▶ _ISTRUZIONE ASSEGNATA_: Ricopia tutti i record seguenti riga per riga, senza alcuna modifica. Escludi le immagini dalla risposta.

══ MATERIALE DA ELABORARE ══

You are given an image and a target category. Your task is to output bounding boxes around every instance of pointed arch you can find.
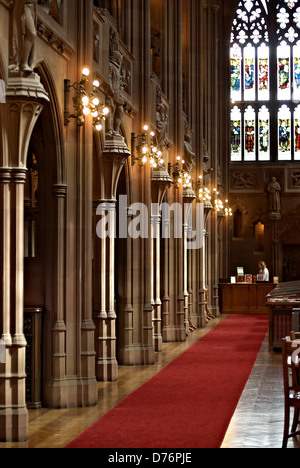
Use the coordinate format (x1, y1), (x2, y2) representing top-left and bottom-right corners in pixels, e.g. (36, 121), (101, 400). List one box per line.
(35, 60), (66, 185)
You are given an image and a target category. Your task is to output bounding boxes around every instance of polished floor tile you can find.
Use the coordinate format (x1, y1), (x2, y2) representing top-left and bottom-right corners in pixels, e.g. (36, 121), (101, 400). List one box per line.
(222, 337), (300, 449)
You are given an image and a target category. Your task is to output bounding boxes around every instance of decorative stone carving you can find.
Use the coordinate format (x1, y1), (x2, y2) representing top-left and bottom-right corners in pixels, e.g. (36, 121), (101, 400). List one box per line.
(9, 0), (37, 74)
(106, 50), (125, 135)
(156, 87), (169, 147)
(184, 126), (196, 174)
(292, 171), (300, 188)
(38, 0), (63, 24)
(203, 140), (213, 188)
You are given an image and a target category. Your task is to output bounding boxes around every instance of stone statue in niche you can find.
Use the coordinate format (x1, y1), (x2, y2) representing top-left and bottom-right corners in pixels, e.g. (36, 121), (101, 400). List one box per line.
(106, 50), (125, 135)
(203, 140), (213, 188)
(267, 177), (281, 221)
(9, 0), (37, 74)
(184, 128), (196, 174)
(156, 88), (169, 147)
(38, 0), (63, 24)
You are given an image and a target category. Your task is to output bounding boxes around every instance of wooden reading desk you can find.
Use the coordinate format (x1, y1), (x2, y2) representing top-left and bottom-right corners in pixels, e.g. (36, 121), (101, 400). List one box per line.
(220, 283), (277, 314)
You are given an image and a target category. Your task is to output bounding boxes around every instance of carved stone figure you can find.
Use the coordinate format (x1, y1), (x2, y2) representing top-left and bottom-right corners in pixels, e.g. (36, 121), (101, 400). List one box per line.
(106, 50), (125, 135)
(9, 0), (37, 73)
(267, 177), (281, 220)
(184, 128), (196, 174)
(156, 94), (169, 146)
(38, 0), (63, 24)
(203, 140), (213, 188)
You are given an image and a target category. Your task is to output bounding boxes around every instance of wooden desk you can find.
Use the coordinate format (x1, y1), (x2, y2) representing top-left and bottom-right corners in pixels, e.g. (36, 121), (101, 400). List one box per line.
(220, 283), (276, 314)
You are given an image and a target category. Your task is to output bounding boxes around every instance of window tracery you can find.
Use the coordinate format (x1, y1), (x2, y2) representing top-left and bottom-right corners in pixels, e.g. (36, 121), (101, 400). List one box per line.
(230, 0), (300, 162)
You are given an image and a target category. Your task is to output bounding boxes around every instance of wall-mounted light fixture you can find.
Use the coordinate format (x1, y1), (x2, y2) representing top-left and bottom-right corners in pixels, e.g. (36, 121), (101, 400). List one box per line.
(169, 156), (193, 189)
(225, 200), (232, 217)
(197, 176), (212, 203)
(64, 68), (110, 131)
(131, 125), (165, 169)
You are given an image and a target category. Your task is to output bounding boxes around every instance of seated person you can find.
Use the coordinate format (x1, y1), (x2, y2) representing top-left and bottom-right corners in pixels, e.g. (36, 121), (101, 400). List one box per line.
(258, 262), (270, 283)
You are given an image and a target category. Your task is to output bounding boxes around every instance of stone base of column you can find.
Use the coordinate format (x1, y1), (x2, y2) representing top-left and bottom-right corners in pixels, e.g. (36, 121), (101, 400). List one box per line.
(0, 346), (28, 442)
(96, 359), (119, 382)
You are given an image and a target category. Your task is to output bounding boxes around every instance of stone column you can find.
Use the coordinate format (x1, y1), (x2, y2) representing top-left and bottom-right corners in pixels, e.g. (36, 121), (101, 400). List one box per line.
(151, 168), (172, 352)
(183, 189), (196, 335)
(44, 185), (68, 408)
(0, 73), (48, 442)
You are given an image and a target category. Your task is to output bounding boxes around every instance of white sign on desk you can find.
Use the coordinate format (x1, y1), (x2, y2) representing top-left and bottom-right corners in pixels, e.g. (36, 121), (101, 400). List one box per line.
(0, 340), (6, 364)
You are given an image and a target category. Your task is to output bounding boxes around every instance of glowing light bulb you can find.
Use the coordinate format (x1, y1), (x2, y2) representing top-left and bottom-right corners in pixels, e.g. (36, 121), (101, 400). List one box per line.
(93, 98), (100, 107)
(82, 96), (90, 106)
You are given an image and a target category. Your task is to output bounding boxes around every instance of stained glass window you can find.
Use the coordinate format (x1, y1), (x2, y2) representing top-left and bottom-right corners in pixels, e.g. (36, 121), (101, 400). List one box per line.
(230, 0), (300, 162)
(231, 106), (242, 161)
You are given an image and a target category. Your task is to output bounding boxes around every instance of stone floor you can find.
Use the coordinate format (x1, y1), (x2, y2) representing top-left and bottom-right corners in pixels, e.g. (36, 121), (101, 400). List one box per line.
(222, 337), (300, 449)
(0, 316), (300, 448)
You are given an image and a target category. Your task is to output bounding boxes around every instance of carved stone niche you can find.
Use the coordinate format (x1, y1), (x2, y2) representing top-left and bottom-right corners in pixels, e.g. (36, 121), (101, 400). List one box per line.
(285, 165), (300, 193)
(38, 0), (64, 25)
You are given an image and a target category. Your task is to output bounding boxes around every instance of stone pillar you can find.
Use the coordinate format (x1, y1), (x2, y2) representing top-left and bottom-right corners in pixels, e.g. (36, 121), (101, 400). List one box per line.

═══

▶ _RISPOSTA CORRETTA_:
You are given an image and a target category. Your task is to output bounding boxes around every instance of pointed arch you can find.
Use the coordinate format (x1, y1), (x2, y2) representing top-left and bottom-right corners in pixels, e.g. (36, 121), (101, 400). List one box per line.
(35, 60), (66, 185)
You are given an image and a target category. Your task is to output bounding boxes around every instance of polished floor tile you can find.
Use the coordinate format (x1, y1), (x2, y2) representing top-left and bottom-right corners in pixels, e.g. (36, 121), (101, 400). List one box per line.
(222, 337), (300, 449)
You are given an image and a target category. Your task is to output bounding boxes around every instance of decorative stone carving you can find.
Use the coordinate format (x1, y1), (x2, y2) representing top-left and bottom-right corners in pixels, e.g. (36, 121), (101, 400). List one box per line.
(9, 0), (37, 74)
(106, 50), (125, 135)
(156, 87), (169, 147)
(184, 126), (196, 174)
(292, 171), (300, 188)
(38, 0), (63, 24)
(203, 140), (213, 188)
You are given an image and a target category. Your task is to output bounding boxes around every instance of stone statue in niche you can find.
Use the coordinate format (x1, y1), (x2, y2) representing top-left and bottom-right corners in pixels, e.g. (36, 121), (101, 400). List one box per line.
(106, 50), (125, 135)
(203, 140), (213, 188)
(267, 177), (281, 221)
(9, 0), (37, 74)
(184, 128), (196, 174)
(156, 88), (169, 147)
(38, 0), (63, 24)
You are given an image and a target category. Your task is to output bounding boxes around every instance of wooden reading desk you can find.
Use the coordinate format (x1, y1), (x2, y2) representing top-left and bottom-right corners in pixels, e.g. (36, 121), (101, 400). List one box per line.
(220, 283), (277, 314)
You are given an image and a target category. Your task is to output bounding boxes around every instance of carved stone figure you can find.
Use the coordinate format (x1, y1), (x2, y2) representing top-left and bottom-right corners in pixels, e.g. (36, 121), (101, 400). List one box per line.
(106, 50), (125, 135)
(9, 0), (37, 73)
(267, 177), (281, 220)
(184, 128), (196, 174)
(156, 94), (169, 146)
(38, 0), (63, 24)
(203, 140), (213, 188)
You are given an image and a target category. Your task is to output bounding boxes around every instance of wooden desk you can find.
Use the coordinate format (x1, y1), (x2, y2) representing top-left and bottom-right corners in pixels, e.g. (36, 121), (101, 400). List one box per line.
(220, 283), (276, 314)
You are given an image and a target category. Your task is to output bounding boxes around every instance of window tracery you can find.
Use the coordinate format (x1, y1), (x2, y2) representing top-left and bottom-right corners in pixels, e.g. (36, 121), (101, 400). List one box per line.
(230, 0), (300, 162)
You are given an image and a target category. Your task is to output bounding boxes around every instance of wall-mounted light fixture you can find.
Use the coordinate format (x1, y1), (x2, y2) representing top-left and bottom-right corners in pixels, e.g. (36, 121), (101, 400). List one box per line.
(169, 156), (193, 189)
(225, 200), (232, 217)
(197, 176), (212, 203)
(64, 68), (110, 131)
(131, 125), (165, 169)
You are given an image and a target category. Your task is to output bounding boxes around every instance of seated person you can find.
Use the coordinate format (x1, y1), (x2, y2) representing top-left and bottom-right corners in pixels, e.g. (36, 121), (101, 400). List one box per line.
(258, 262), (270, 283)
You are given an image and a target category. Your task is to output bounding boxes around every instance of stone base of column you can find.
Use the coordinate format (x1, y1), (x2, y2) representing top-left and bottom-right corners in pixels, e.g. (36, 121), (101, 400). List one box per line.
(0, 346), (28, 442)
(96, 359), (119, 382)
You are given an image and a target category. Your task is to output bounding boxes around every instance of stone column you can find.
Use the coordinate format (x1, y1), (x2, y2) representing top-left and bottom-right corners in pixels, e.g. (36, 121), (101, 400). List one box per line.
(151, 168), (172, 352)
(183, 189), (196, 335)
(44, 185), (68, 408)
(0, 73), (48, 442)
You are given an image and a target category. Your task is to output bounding boxes around every instance of white sign on desk you can find.
Use the coordinate format (x1, y1), (x2, y2) representing top-left and bottom-right corners in pixels, e.g. (36, 121), (101, 400). List one box per line.
(0, 340), (6, 364)
You are given an image and a target category. Your task is to output bounding boxes around every instance of glowing light bulb you can find.
Use the coordinate format (x1, y1), (x2, y2) representing top-left and bottom-right corners in pixels, e.g. (36, 121), (101, 400). List one box per line.
(93, 98), (100, 107)
(82, 96), (90, 106)
You are given an image and a target category. Your task is to output bounding boxes around every instance of stained glass window you can find.
Use the coordinate format (x1, y1), (x2, y2) representing top-left and bottom-right corners in pixels, e.g. (36, 121), (101, 400). List one box per line.
(230, 0), (300, 162)
(231, 106), (242, 161)
You are given an image and a target category. Your task is to output bounding boxes around every instance of stone floor you can find.
Use the coordinate format (x1, y1), (x2, y2) representing top-left and bottom-right corners in pixels, e.g. (36, 121), (101, 400). List one box per line.
(222, 337), (300, 449)
(0, 316), (300, 448)
You are given an image and a target category. Your task is to output bounding boxes around every instance of carved stone niche you can find.
Use the coordinate format (x1, y1), (x2, y2) representing top-left and bottom-right corners in pixels, e.g. (36, 121), (101, 400). List one box per line.
(285, 165), (300, 193)
(38, 0), (64, 25)
You are given an image and a target category. Your task is to output bounding boxes around every instance of stone pillar you can find.
Use the coordinate format (x1, y1), (x2, y2) representing top-left and bottom-right corners in pixels, e.g. (36, 121), (101, 400). List one box per line.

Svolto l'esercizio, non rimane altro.